- **AIM OF THE EXERCISE**: Strip out the pictures and output each remaining line of the data word for word.
╭──
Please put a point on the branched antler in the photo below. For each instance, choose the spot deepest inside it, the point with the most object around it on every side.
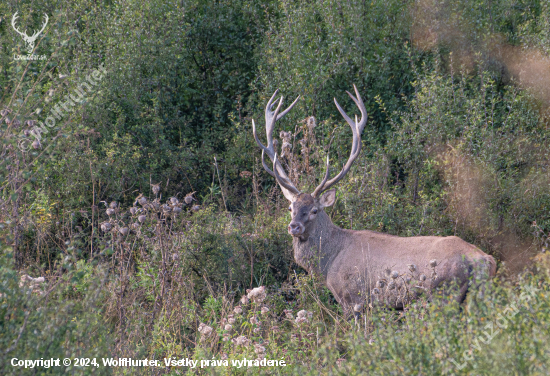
(271, 118)
(357, 130)
(29, 39)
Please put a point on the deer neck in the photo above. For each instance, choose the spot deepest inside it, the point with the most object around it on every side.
(317, 253)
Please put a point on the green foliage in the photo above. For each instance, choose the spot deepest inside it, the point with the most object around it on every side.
(456, 144)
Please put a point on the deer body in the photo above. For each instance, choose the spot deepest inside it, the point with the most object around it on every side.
(350, 262)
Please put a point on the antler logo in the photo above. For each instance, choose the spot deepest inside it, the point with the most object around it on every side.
(29, 39)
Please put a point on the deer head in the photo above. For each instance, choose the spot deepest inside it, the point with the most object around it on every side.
(28, 39)
(305, 207)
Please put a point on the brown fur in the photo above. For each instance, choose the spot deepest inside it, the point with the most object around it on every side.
(350, 262)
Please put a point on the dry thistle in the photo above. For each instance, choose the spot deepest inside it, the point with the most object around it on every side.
(189, 198)
(205, 329)
(257, 294)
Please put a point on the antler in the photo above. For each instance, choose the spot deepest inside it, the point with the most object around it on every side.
(29, 39)
(24, 35)
(357, 130)
(43, 27)
(270, 118)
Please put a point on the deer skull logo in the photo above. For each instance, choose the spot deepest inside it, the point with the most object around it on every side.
(29, 39)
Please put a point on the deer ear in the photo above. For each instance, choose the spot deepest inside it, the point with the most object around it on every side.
(328, 198)
(288, 195)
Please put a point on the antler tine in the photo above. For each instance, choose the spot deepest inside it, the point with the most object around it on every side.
(284, 183)
(13, 19)
(43, 27)
(288, 108)
(359, 102)
(270, 172)
(356, 129)
(319, 189)
(271, 118)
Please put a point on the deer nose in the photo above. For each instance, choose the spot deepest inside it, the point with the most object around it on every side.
(294, 228)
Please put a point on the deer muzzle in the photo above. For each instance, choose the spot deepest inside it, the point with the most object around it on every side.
(296, 228)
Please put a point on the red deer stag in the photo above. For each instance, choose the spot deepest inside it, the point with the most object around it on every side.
(357, 265)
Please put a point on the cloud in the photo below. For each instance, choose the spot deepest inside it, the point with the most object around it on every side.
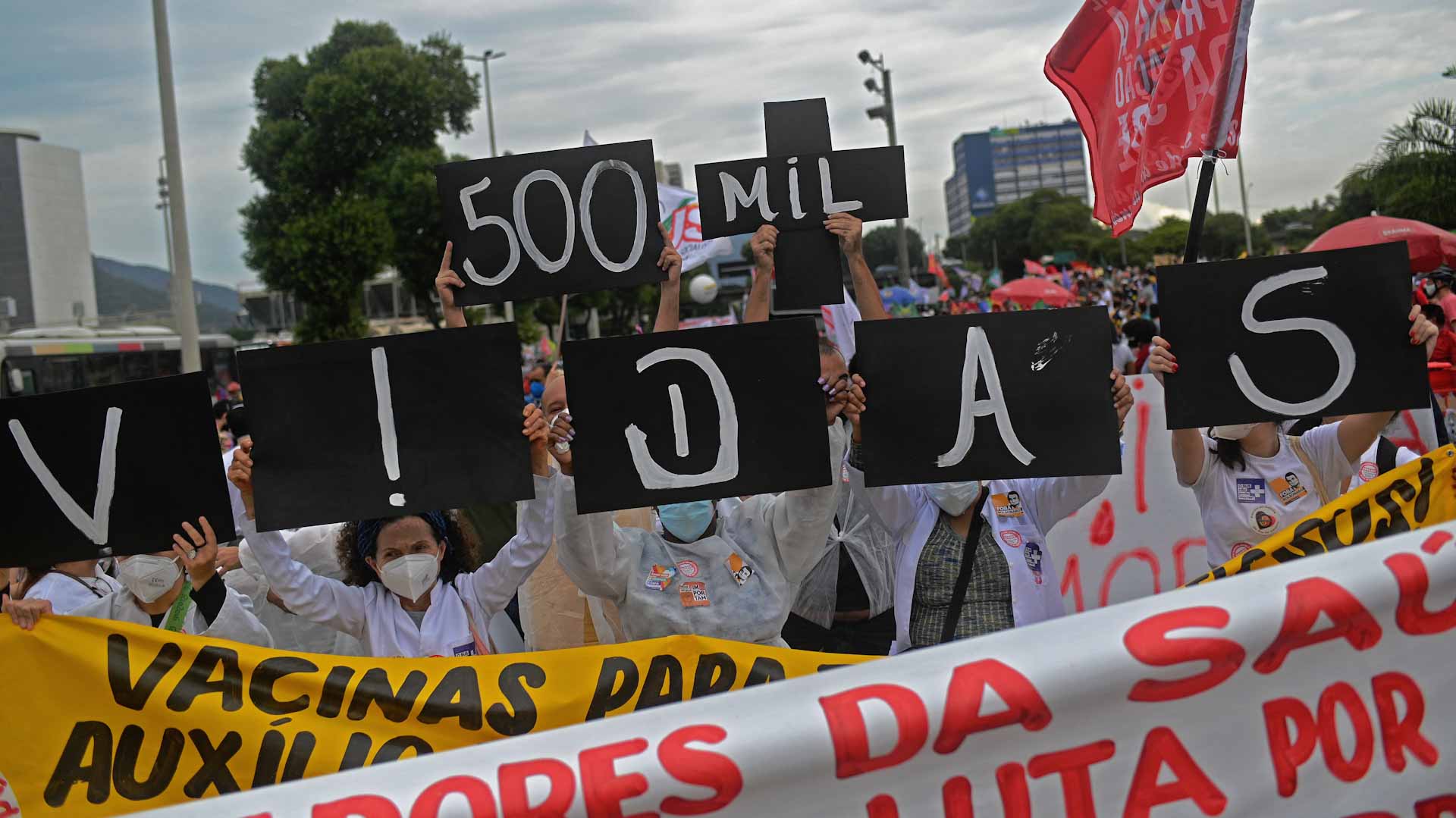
(1327, 77)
╰──
- **TASK OUTPUT**:
Please put a point on the branched antler in the photo below. For each instance, choose the spot deepest inside it, the point with the most object around it on every side.
(271, 118)
(357, 130)
(29, 39)
Please put a point on the deer neck in the photo above. For each instance, choose the spot deepest inside it, the point with the most object around it on every side.
(317, 253)
Please put a point on the green foliage in the photo above. For each instance, choose the spot deepest inside it, the point with the most object around it on every side.
(456, 144)
Please put a point on the deer body in the photo above. For each instance, choose the spot deepest inside it, the point with the most object around it on every side.
(350, 262)
Please put a point on the antler logo in the photo above. For each instance, choose the spot deepest inside it, the point with the most object around it on every side.
(29, 39)
Please put a point on the deer head in the photo above. For each instance, choose the spot deepest inside it, the point with the most object around it on every side.
(28, 39)
(305, 207)
Please put a point on the brown fur in the photo above. For each instance, choose the spot deepest inside it, the point with the most object around it on every side.
(350, 262)
Please put a point on the dry thistle in the photo above. For each instance, choose the spot deepest inside it, the point with the most object around it on every side.
(189, 198)
(205, 329)
(257, 294)
Please put a point on the antler in the photo above. For each instance, choose the spot deepest inside it, the point with the most object around it on every side.
(29, 39)
(24, 35)
(357, 130)
(43, 27)
(270, 118)
Please put a point on the deer skull logo in the photo above. For each instance, choose the spot deepest inside it, the point with the most object around it on every side.
(29, 39)
Please put a point on the deer ear in the photo above. For each instance, choose the spot deepest inside it, the point with the most object around it on every side.
(328, 198)
(288, 195)
Please put a point on the antler tine in the photo above. For each instance, choose the spot deepest inside it, the point with the most object around it on every side.
(284, 183)
(13, 19)
(43, 27)
(288, 108)
(359, 102)
(270, 172)
(356, 129)
(319, 189)
(271, 118)
Please put a point on the deer nose in the photo above. For each instance, choose the spot deepest inside it, the point with the most object around it on every side.
(294, 228)
Please put a point on the deer muzzle in the photo above. For each instance, choose the spot deepest inside it, the point with the most object around it on every side.
(296, 228)
Please put a point on the red deer stag in the photo above. For each instance, choose the spot deepest inside it, the point with the most object around it on every side.
(357, 265)
Please put a point on the cloud in the photo below. For each instance, choose the spot deepest inside it, the point with the most object around it on every side.
(1327, 77)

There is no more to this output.